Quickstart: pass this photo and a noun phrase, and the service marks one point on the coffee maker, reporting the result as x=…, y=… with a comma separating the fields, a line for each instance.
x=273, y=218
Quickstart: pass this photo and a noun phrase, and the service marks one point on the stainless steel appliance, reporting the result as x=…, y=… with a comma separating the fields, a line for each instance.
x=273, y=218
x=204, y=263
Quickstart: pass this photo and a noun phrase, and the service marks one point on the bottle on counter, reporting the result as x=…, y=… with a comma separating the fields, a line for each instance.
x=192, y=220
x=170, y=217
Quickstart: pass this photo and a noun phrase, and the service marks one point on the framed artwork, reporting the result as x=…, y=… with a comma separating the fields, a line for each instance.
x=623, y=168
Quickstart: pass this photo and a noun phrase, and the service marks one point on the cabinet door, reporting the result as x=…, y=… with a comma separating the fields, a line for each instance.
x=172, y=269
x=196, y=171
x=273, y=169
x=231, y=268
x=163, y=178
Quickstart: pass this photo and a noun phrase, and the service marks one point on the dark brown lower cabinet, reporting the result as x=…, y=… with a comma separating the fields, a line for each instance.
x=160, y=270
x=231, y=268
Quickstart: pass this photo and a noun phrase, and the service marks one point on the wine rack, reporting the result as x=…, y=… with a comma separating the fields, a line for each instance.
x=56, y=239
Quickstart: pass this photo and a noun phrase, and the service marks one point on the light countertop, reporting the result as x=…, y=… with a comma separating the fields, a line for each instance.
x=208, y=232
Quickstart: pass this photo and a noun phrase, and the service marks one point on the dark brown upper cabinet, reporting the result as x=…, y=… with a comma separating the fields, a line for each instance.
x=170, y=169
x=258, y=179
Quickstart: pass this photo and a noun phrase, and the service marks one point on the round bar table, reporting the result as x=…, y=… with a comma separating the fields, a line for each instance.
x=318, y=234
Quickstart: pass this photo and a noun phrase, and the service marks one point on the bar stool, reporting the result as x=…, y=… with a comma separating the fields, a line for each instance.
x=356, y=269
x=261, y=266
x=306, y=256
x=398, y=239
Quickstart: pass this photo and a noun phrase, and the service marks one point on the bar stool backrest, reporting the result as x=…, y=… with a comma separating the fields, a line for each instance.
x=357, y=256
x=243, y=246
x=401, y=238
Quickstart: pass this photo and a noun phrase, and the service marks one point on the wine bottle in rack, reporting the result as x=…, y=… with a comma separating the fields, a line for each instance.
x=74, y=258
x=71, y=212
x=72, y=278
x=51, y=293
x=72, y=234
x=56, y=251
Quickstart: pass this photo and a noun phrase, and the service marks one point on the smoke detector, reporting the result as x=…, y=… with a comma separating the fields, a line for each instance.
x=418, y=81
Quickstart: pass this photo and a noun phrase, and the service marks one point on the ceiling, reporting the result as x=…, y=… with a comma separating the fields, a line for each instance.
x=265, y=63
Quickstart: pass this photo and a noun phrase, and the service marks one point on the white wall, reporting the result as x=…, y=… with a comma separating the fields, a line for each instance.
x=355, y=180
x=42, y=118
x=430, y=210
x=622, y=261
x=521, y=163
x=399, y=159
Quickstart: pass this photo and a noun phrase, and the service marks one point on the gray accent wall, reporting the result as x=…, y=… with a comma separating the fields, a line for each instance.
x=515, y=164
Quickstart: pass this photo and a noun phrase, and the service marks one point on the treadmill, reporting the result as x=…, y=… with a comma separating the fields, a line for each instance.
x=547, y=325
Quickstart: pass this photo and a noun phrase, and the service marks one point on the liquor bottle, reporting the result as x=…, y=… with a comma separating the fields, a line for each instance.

::::::::

Nothing should be left out: repeat all of the data exactly.

_SOLUTION FOR THIS PROBLEM_
Quickstart: pass this photo and a noun phrase, and the service marks one point on the coffee maker, reporting the result as x=…, y=… with a comma separating the fields, a line for each instance.
x=273, y=218
Quickstart: pass this photo and a noun phrase, and the service marks one point on the stainless steel appliance, reporting the result as x=…, y=… with a comma separating the fields, a line for each instance.
x=273, y=218
x=204, y=263
Quickstart: pass this photo and a noun phrase, and the service marks one point on the bottle on counter, reporting the result as x=…, y=… with a comma separating the fields, a line for each instance.
x=192, y=220
x=170, y=217
Quickstart: pass this photo and a noun phrase, and the service marks one point on the framed artwork, reporting the result as x=…, y=… with a comma separating the fields, a line for each instance.
x=623, y=168
Quickstart: pass this photo and a noun phrase, and the service marks one point on the cabinet door, reporting the result as x=…, y=… with a comma separating the fields, a line for each instance.
x=172, y=269
x=196, y=171
x=273, y=169
x=231, y=268
x=163, y=178
Quickstart: pass this photo and a noun phrase, and the service marks one point on the dark brown lower cabinet, reporting the result as x=…, y=… with a comma separating the fields, a line for each instance.
x=160, y=270
x=231, y=268
Quickstart: pass this photo and a noun phrase, and the service marks one point on the wine rack, reporting the result as x=…, y=… with a comma separating the fields, a line for each instance.
x=56, y=239
Quickstart: pass this photo and a noun phrase, and the service marks one point on the light countertop, reporting the result as x=…, y=… with a comma separating the fields, a line for each instance.
x=208, y=232
Quickstart: pass this photo and a noun phrase, and the service marks one point on the dark brown upper cabinet, reporting the result as x=…, y=… with a comma separating the fields, a line for each instance.
x=170, y=169
x=258, y=179
Quickstart: pass this photo and a noun phrase, and the service marks one point on the round bar table, reporting the result as x=…, y=… with a comma separating the fields, a line for each instance.
x=318, y=234
Quickstart: pass this photo and a noun phrase, and the service marks one point on the bar stool, reporting the result as x=…, y=… with a comma separating the fields, a line for each instance.
x=356, y=269
x=261, y=266
x=306, y=256
x=398, y=239
Quickstart: pass this photo and a noun phrase, and the service marks one point on the bar stool backrest, reporting the result as x=…, y=… with a comma separating the fields, a line for each instance.
x=357, y=256
x=243, y=246
x=401, y=238
Quickstart: pass this photo and a noun phrase, and the service marks one point on the wine bottle in rack, reporting the result as x=…, y=… with a comma separating the fields, a line for each instance.
x=74, y=258
x=71, y=212
x=72, y=278
x=51, y=293
x=72, y=234
x=56, y=251
Quickstart: pass this photo and a noun phrase, and the service marks one point on the smoke detector, reporting the result as x=…, y=… with a comma separating the fields, a line for each instance.
x=418, y=81
Quickstart: pass this photo and a noun phrase, and the service marks one point on the ceiling, reporting the result as x=…, y=… with a comma separating the fields, a line for each instance.
x=265, y=63
Quickstart: pass this photo and a noun phrase, and the service marks one point on the white wall, reporting the result as x=…, y=… with a comma separating the fields, a line for each instance.
x=355, y=180
x=42, y=118
x=430, y=210
x=622, y=261
x=521, y=163
x=399, y=159
Quickstart: pass this photo and a noun phrase, and the service marks one point on the gray accent wall, reporting the result as x=…, y=… with a comma separating the fields, a line for each instance.
x=515, y=164
Quickstart: pass this photo and a noun phrase, and the service marks one point on the treadmill, reporting the result as x=…, y=… with a comma separating the fields, a line for each instance.
x=547, y=325
Quickstart: pass this photo and a noun phrase, and the service marks one point on the liquor bottle, reporting the result as x=…, y=… with a comma separating the fields, a line for each instance.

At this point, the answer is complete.